** START TEXT BLOCK **
RE: Reduced drivetrain mass
06/21/19 8:56 AM

Ask yourself this:
A. Am I going to make this bike race specific.
B. Am I going to ride and race.

With A, you start pulling off body work, start drilling whatever will not lose integrity, change out to ti hardware, OEM tires or whatever are the lightest tires, etc. If you find a lighter clutch basket, balancers removed, and those kind of moves, go for it. This is race short of popping off the valve cover? Because at this point, you're missing the cam degree move, if not changing to higher lift cams; port polishing; flash; or dj mapping; dyno tuning; pipe; no air cleaner; no ram effect(obviously plastic removed); total loss (stator removed),etc.; and now you are race specific. No longer a dual purpose bike.
** END TEXT BLOCK **
** START DATA SECTION **
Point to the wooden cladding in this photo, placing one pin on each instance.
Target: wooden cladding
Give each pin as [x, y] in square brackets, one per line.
** END DATA SECTION **
■ **WHAT IS NEEDED**
Answer these about the forum post on reduced drivetrain mass:
(a) What two choices does the post tell the reader to ask themselves about?
(b) What type of hardware does option A switch to?
(c) What does the post say the bike stops being once it is race specific?
The lines are separate material and have nothing to do with the post.

■ **EXERCISE SOLUTION**
(a) Whether to make the bike race specific, or whether to ride and race it.
(b) Ti hardware.
(c) A dual purpose bike.